• TO BE DONE
1. Summarize the press release on government worker burnout in two sentences.
2. According to the press release on government worker burnout, what are all the ways burned-out government workers say staff shortages affect their workload? Give the percentage for each.

Staff Shortages a Continued Challenge as 84 Percent of Burned Out Government Workers Say They’re Covering the Workload of Unfilled Positions.

ARLINGTON, Va.April 5, 2023 /PRNewswire/ — More than half (52 percent) of government employees say that they are burned out from their jobs, notably higher than their private sector counterparts (46 percent), according to new research from Eagle Hill Consulting. While this high level of workforce burnout is concerning, it has dipped from last year (56 percent). The burnout levels are higher among women (59 percent), younger workers (57 percent), and lower income (54 percent) government workers.

Government employees say the top culprits of burnout include workload (49 percent) and staffing shortages (43 percent). More than two-thirds of government workers (69 percent) say that increased flexibility of work hours and days would help reduce their burnout.

These findings are based upon the 2023 Eagle Hill Consulting Workforce Burnout Survey conducted by Ipsos from February 9-13, 2023. The survey included 1001 respondents from a random sample of employees across the U.S. including 475 federal, state, and local government workers. Respondents were polled about burnout and vacation.

Read the “Understanding Government Employee Burnout” infographic.

“While it’s good news that that burnout among government workers has dipped ever so slightly, the burnout levels remain highly problematic,” said Melissa Jezior, president and chief executive officer of Eagle Hill Consulting. “Demands on the government workforce are only growing, while public sector employers continue to face recruitment and retention challenges. Public employers have got to get to the root causes of worker burnout and implement solutions. Otherwise, it’s an endless cycle of government employees exhausted, stressed, and looking for another job. That’s just not sustainable for workers and delivery of essential public services.”

“Public employees indicate there are practical actions employers can take to reduce burnout, from more flexibility to better health and wellness benefits. The first step for government leaders is to initiate honest conversations with workers about burnout what will help solve the problem. Positive news from our research is that most government employees feel comfortable telling their employer about their burnout levels, so it’s time to start the dialogue,” Jezior said.

The survey’s key findings are as follows:

  • When asked how staff shortages are impacting their workload, 84 percent of government workers experiencing burnout said it’s covering the workload for unfilled positions, 47 percent said it’s helping others learn their job, 42 percent said it’s training new hires, and 21 percent said it’s recruiting and interviewing new hires.

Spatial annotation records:
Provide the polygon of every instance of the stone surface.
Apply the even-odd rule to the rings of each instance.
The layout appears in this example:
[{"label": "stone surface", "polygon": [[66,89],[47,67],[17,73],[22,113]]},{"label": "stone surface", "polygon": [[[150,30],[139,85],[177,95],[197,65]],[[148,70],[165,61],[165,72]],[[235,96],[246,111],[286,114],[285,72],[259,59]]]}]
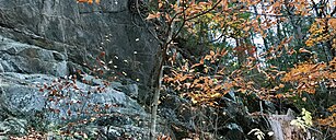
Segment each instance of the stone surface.
[{"label": "stone surface", "polygon": [[[48,101],[50,91],[40,91],[40,88],[37,86],[45,84],[61,85],[53,82],[59,80],[57,77],[2,72],[0,73],[0,98],[2,101],[0,103],[0,132],[4,135],[24,135],[27,127],[32,125],[55,129],[55,127],[63,126],[72,120],[92,120],[83,128],[88,131],[88,135],[95,131],[105,133],[106,138],[130,137],[146,139],[148,137],[150,115],[135,100],[113,89],[114,86],[123,86],[120,83],[114,82],[103,92],[93,92],[96,91],[94,89],[101,85],[88,85],[77,81],[78,89],[59,90],[59,92],[66,93],[67,97],[56,103]],[[63,81],[71,82],[71,80],[66,79]],[[123,88],[130,92],[137,92],[134,90],[137,89],[136,85],[130,85],[129,89],[127,86]],[[89,94],[90,90],[93,91]],[[90,97],[83,97],[82,94]],[[67,104],[69,101],[73,104]],[[81,101],[82,104],[76,104],[77,101]],[[99,110],[93,112],[93,108],[89,105],[101,105],[101,107],[97,107],[100,108]],[[109,105],[109,107],[104,108],[106,105]],[[60,112],[56,114],[48,108],[59,109]],[[68,114],[69,108],[72,112],[71,115]],[[81,108],[88,108],[90,115],[81,114],[81,116],[78,116],[74,114]],[[159,125],[159,128],[164,128],[164,126],[160,127]],[[7,133],[9,131],[10,133]]]},{"label": "stone surface", "polygon": [[[159,48],[146,26],[144,22],[128,10],[127,0],[101,1],[93,5],[77,3],[76,0],[0,0],[0,35],[56,50],[50,51],[53,54],[44,52],[45,59],[68,59],[80,66],[83,62],[95,62],[95,57],[104,50],[106,61],[113,60],[113,65],[118,66],[118,71],[127,72],[134,80],[140,79],[143,84],[148,84]],[[22,55],[42,55],[38,50],[27,49]],[[8,55],[16,51],[22,50],[7,49]],[[115,59],[116,56],[119,59]],[[16,58],[18,61],[22,59]],[[124,60],[128,62],[125,63]],[[30,61],[40,62],[35,59]],[[19,69],[8,65],[1,65],[2,71]],[[22,71],[35,72],[30,69]]]}]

• EXERCISE RESPONSES
1. According to the 2023 Eagle Hill Consulting Workforce Burnout Survey, 52 percent of government employees say they are burned out, which is higher than the 46 percent of private sector workers and slightly down from 56 percent the previous year. Government workers name workload and staffing shortages as the top causes, 69 percent say more flexible work hours and days would help, and 84 percent of burned-out government workers say staff shortages mean covering the workload of unfilled positions.

2.
- Covering the workload for unfilled positions: 84 percent
- Helping others learn their job: 47 percent
- Training new hires: 42 percent
- Recruiting and interviewing new hires: 21 percent